Extract provided
==================================================
Your skaven is way to weak on magic you will have 3 dispel dice. You need alot more then that make the other warlock a level 2 and give him a dispel scroll.

In my opnion shields+spears+clanrats = good
shields+hand weapons+rats=bad
Plus I think to few clan rats for a 1500 game.

Rat ogres need skweel for his points and the buffs he brings he is basically a must.

Boost the giant rats to 30+ and 4 pack masters.


My changes for a moulder list.

Throt the unclean = better leadership for giant rats and rat ogres.
Chieftan with BSB
2 level 2 warlock engineers 1 with dispel scroll.

2 packs of 60 giant rats 6 pack masters each

pack of 50+clan rats.

8 rat gores with skweel and 4 pack masters
6 rat ogres with 3 pack masters and a master moulder

2 hell pit aboms.


----------



## Blackhiker (Dec 28, 2007)

NoHeresyOnlyTruth said:


> Your skaven is way to weak on magic you will have 3 dispel dice. You need alot more then that make the other warlock a level 2 and give him a dispel scroll.


In the new rules the level of the wizard does not matter for the number of dispel dice. Since now each wizard just gets one roll to channel for a dispel dice.


----------



## NoHeresyOnlyTruth (Apr 20, 2010)

Blackhiker said:


> In the new rules the level of the wizard does not matter for the number of dispel dice. Since now each wizard just gets one roll to channel for a dispel dice.


god I hate 8th lol "sorry still play by the normal rules aka 7th."

everything else I stand by


----------
==================================================
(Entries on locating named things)

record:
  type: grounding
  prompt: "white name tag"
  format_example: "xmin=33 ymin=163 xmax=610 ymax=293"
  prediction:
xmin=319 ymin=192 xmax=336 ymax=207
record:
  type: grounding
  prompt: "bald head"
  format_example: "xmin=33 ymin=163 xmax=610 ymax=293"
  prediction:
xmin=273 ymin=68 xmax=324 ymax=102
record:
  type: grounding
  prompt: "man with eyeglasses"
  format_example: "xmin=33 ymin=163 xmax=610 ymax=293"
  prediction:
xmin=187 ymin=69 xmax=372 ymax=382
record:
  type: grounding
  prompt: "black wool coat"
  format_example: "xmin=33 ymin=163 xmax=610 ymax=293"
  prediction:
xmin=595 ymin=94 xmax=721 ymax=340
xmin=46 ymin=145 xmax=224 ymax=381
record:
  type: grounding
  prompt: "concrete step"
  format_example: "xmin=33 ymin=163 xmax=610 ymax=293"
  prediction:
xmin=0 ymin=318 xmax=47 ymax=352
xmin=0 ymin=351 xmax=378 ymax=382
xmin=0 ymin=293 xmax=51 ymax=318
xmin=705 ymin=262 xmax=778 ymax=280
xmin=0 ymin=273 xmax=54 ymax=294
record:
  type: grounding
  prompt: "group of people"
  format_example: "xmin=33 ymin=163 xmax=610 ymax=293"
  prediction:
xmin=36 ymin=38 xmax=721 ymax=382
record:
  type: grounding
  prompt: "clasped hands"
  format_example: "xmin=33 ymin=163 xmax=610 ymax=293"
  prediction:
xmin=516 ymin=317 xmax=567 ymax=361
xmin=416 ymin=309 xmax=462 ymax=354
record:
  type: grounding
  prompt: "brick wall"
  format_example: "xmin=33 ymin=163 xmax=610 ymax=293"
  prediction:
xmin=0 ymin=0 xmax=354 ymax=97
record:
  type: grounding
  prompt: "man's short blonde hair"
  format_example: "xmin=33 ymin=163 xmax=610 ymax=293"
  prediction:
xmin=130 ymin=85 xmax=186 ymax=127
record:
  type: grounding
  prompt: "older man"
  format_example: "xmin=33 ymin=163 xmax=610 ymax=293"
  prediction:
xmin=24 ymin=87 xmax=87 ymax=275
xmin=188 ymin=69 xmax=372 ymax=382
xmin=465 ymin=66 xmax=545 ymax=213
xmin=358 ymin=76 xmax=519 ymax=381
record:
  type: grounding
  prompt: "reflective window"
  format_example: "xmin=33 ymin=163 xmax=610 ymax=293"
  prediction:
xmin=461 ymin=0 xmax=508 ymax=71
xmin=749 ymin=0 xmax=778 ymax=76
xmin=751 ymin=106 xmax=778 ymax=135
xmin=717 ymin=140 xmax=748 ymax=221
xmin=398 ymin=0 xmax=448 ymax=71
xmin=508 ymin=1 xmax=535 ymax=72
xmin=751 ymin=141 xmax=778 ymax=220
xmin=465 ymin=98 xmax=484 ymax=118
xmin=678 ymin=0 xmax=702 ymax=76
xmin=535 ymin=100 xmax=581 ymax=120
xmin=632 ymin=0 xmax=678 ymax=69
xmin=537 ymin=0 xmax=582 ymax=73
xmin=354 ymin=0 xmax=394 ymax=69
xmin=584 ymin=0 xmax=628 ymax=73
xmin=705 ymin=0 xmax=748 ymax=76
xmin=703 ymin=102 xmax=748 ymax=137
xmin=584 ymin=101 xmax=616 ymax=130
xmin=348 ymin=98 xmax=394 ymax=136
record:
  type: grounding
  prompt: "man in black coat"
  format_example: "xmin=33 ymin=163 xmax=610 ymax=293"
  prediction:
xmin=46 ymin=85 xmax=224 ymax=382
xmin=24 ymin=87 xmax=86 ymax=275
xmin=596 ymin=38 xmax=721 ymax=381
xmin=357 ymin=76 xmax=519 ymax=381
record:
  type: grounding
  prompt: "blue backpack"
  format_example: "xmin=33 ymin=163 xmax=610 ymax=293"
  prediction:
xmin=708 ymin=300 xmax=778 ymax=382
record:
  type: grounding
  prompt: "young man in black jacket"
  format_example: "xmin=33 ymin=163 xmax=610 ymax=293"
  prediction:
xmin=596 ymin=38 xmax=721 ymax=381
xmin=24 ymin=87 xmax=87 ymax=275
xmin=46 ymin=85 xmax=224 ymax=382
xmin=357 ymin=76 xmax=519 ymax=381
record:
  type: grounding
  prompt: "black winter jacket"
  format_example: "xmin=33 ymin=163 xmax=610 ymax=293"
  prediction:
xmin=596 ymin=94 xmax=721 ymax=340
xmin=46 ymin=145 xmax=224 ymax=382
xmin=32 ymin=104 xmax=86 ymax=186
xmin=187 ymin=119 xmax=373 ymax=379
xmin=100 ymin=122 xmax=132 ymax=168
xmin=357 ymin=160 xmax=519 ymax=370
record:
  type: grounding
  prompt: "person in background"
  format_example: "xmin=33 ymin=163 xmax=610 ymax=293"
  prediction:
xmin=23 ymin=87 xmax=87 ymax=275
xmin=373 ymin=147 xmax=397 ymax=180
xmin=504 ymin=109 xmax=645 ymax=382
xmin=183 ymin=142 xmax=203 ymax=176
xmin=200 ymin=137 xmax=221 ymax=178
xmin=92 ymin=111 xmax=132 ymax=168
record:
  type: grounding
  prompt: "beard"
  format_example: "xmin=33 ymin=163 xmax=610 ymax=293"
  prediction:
==================================================
Required actions
A – List each entry of the moulder list proposed in the forum thread, from "Throt the unclean" to "2 hell pit aboms."
B – Filter the records down to every line containing the string "coat". Case counts.

Answers
A –
Throt the unclean = better leadership for giant rats and rat ogres.
Chieftan with BSB
2 level 2 warlock engineers 1 with dispel scroll.
2 packs of 60 giant rats 6 pack masters each
pack of 50+clan rats.
8 rat gores with skweel and 4 pack masters
6 rat ogres with 3 pack masters and a master moulder
2 hell pit aboms.

B –
  prompt: "black wool coat"
  prompt: "man in black coat"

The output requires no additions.